BEGIN AVAILABLE RECORDS
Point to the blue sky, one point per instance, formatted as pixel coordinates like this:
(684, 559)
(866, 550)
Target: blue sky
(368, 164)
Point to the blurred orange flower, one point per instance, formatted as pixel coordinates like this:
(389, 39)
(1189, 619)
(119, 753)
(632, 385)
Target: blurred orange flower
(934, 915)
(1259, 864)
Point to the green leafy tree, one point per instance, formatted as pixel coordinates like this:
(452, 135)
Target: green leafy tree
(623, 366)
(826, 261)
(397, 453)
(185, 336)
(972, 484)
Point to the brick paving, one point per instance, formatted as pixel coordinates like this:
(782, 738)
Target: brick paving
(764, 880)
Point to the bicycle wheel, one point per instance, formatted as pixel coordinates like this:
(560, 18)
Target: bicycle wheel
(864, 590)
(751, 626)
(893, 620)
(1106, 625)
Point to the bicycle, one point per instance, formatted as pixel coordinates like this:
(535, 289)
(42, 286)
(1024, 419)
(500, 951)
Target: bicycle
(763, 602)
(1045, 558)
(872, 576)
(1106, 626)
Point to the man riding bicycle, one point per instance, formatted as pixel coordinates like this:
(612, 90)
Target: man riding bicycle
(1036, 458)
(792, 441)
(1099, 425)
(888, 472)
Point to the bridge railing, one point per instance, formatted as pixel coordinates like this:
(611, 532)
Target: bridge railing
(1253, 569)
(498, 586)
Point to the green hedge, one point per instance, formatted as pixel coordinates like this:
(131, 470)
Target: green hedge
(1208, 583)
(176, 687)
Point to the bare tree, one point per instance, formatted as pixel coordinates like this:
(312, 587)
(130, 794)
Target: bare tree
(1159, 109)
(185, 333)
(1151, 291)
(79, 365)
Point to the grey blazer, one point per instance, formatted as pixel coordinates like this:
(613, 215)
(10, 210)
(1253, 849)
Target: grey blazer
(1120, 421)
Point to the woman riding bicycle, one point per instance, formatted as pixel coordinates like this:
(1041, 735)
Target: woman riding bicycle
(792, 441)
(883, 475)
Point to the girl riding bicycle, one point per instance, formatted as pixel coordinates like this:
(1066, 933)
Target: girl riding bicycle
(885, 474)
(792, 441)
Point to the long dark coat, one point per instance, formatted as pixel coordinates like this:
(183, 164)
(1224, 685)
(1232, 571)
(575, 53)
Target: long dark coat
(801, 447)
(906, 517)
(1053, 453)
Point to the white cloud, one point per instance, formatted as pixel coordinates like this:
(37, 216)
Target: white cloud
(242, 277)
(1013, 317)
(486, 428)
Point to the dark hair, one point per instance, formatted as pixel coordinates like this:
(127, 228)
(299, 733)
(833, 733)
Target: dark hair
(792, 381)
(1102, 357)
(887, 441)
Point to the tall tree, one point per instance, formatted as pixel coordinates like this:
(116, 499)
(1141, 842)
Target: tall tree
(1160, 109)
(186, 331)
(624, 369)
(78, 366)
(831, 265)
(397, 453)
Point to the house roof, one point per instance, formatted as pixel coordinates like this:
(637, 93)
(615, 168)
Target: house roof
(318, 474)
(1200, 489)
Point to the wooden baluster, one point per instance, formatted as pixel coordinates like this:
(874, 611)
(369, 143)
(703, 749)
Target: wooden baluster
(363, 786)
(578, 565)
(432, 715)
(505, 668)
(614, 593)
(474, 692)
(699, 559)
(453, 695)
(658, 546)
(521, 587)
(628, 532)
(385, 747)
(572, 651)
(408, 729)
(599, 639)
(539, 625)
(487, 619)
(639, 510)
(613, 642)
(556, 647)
END AVAILABLE RECORDS
Only an exact transcription of all the entries will do.

Point to the blue sky, one point per instance, formatted as pixel coordinates like this:
(684, 559)
(866, 550)
Target: blue sky
(368, 164)
Point to the blurred orange flower, one point per instance, formatted as pixel coordinates like this:
(389, 39)
(1189, 619)
(119, 753)
(632, 385)
Target: blurred orange flower
(934, 915)
(1259, 864)
Point to the green leafy tree, one point per instance, formatted as pixel coordinates like this:
(452, 135)
Target: green leafy tree
(623, 366)
(826, 261)
(397, 453)
(185, 336)
(972, 484)
Point to the brick paving, one point per instance, formatted as pixel coordinates like this:
(782, 738)
Target: brick paving
(764, 880)
Point to the bicycle wheel, one point per instance, formatted as pixel coordinates like this:
(560, 18)
Target: bicycle wheel
(864, 590)
(751, 626)
(893, 620)
(1106, 625)
Point to the bicycle, one point per instance, formatted as pixel coordinates like this:
(535, 289)
(42, 286)
(1024, 419)
(500, 951)
Target: bicycle
(763, 602)
(1045, 558)
(872, 576)
(1106, 626)
Point to the man riding bicycle, one point per instance, formatted as pixel coordinates like this:
(612, 90)
Target: man riding bicycle
(1036, 458)
(792, 441)
(1099, 425)
(888, 472)
Point to the bridge railing, one point per instance, formatted as pixel coordinates like this:
(611, 532)
Target: bridge railing
(1253, 569)
(498, 586)
Point to the green hedge, one point per instance, formatted as pixel coordinates like this:
(131, 470)
Target: green hedge
(1208, 583)
(176, 687)
Point to the bare tree, one point per instance, formatted as pixel coordinates like this:
(312, 587)
(130, 794)
Target: bare tree
(1159, 109)
(185, 333)
(1151, 291)
(79, 365)
Point to the grey blazer, one point per instance, formatted as pixel coordinates like this:
(613, 215)
(10, 210)
(1253, 849)
Target: grey blazer
(1120, 421)
Point to the woman riding bicycle, one point per instance, formatted as pixel coordinates like this:
(1041, 735)
Target: woman riding bicycle
(792, 441)
(883, 475)
Point to the girl riding bicycle, one point per instance, formatted as pixel coordinates like this:
(1066, 933)
Target: girl riding bicycle
(885, 474)
(792, 441)
Point to the long dark coat, one point per instance, formatted as pixel coordinates like this:
(183, 164)
(1224, 685)
(1232, 571)
(575, 53)
Target: long dark coat
(801, 447)
(906, 517)
(1053, 453)
Point to the white cloud, one point per instance, formatted as pixel coordinates like this:
(37, 216)
Target: white cloud
(242, 277)
(1013, 317)
(486, 428)
Point to the dark hair, one point per instance, formatted as pixel coordinates like this:
(127, 228)
(299, 733)
(833, 733)
Target: dark hair
(792, 381)
(1102, 357)
(887, 441)
Point to the tall tree, one point per instance, formatted as pixel coordinates like this:
(116, 499)
(1141, 842)
Target: tall tree
(1160, 109)
(186, 331)
(624, 369)
(78, 366)
(831, 265)
(397, 453)
Point to the house roof, one point per instance, formatted as pixel coordinates like this:
(637, 93)
(615, 168)
Target: house roof
(318, 474)
(1200, 489)
Point to the wooden baluster, one point per instance, formatted as pixel coordinates like this:
(874, 611)
(369, 143)
(703, 749)
Target: wooden baluster
(363, 786)
(578, 565)
(432, 715)
(505, 668)
(614, 593)
(474, 692)
(699, 559)
(453, 695)
(658, 546)
(521, 587)
(628, 532)
(385, 747)
(572, 651)
(408, 729)
(599, 639)
(539, 625)
(487, 619)
(639, 510)
(613, 642)
(556, 647)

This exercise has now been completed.